Start of Entries supplied

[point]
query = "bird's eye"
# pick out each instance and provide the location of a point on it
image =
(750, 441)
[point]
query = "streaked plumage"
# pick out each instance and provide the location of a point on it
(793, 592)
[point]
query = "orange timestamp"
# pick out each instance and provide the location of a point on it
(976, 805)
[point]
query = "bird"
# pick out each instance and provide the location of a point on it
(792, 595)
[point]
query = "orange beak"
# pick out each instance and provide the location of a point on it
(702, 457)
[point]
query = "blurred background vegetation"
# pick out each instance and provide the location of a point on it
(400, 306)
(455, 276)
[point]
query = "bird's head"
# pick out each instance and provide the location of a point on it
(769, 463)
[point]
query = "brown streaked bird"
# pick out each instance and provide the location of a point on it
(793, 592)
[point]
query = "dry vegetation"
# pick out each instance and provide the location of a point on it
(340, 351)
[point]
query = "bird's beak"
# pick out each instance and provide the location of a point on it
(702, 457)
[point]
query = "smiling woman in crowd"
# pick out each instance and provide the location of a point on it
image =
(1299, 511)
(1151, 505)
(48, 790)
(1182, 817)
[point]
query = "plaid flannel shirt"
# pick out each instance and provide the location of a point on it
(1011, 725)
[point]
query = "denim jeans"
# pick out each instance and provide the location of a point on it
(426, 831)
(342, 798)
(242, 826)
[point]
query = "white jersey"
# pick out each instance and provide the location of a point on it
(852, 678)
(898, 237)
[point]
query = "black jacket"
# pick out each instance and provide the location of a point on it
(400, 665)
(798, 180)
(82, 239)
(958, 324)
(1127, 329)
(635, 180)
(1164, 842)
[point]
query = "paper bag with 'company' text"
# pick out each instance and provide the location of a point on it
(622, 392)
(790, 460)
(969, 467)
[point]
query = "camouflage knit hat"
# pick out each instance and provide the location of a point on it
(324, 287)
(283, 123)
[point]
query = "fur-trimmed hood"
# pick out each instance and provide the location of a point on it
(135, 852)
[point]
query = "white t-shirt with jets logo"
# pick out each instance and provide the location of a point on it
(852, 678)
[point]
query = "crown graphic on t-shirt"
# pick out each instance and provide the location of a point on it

End of Entries supplied

* [Task] Emit the records above again, exactly, with no line skipped.

* [Result of the task]
[point]
query = "bird's eye"
# pick out each instance and provide the location of a point on it
image =
(750, 441)
[point]
query = "streaked plumage"
# pick out each instance and provide the location of a point on it
(793, 592)
[point]
query = "orange timestamp"
# pick out each instance and provide the location of a point on it
(976, 805)
[point]
query = "bird"
# pick out each instance and provide the location of a point on it
(792, 595)
[point]
query = "orange beak"
# pick out each instance and provide the location of a point on it
(702, 457)
[point]
query = "blurred background vegetation"
# pick out each instance and provide the location of a point on it
(400, 306)
(455, 276)
[point]
query = "bird's head"
# pick out each instance and provide the location of a point on it
(769, 463)
[point]
query = "brown streaked bird"
# pick out each instance and provide the location of a point on it
(793, 592)
[point]
query = "dry vegetation"
# pick out each instance and provide the location of a point on it
(340, 351)
[point]
query = "bird's beak"
# pick out each instance and provide the location of a point on it
(702, 457)
[point]
query = "smiling woman in crowd"
# pick out each instance and provide the location of a point on it
image =
(1299, 511)
(1151, 505)
(48, 790)
(1182, 817)
[point]
query = "plaid flannel shirt"
# pick out each instance and provide the location of a point on it
(1011, 725)
[point]
query = "denim jeans"
# pick out each instance and provide the location of a point on it
(426, 831)
(342, 798)
(242, 826)
[point]
query = "white jersey"
# pick out each instance and provide the location of a point on it
(852, 678)
(898, 237)
[point]
query = "black jacket"
# pick out each instance and provide the location of a point on it
(400, 665)
(798, 180)
(82, 239)
(958, 324)
(1127, 329)
(635, 180)
(1164, 842)
[point]
query = "paper bag with 'company' text"
# pick out each instance and provide the location of a point on it
(622, 392)
(790, 460)
(969, 467)
[point]
query = "camouflage knit hat"
# pick out each instance and provide the location of a point on it
(324, 287)
(283, 123)
[point]
query = "fur-trimmed hood"
# pick out each instance and provide the location of a point on it
(135, 852)
[point]
query = "white t-shirt with jets logo"
# pick out each instance and provide the location of a point on it
(852, 678)
[point]
query = "crown graphic on t-shirt"
# pick out each instance and provide the location of a point on it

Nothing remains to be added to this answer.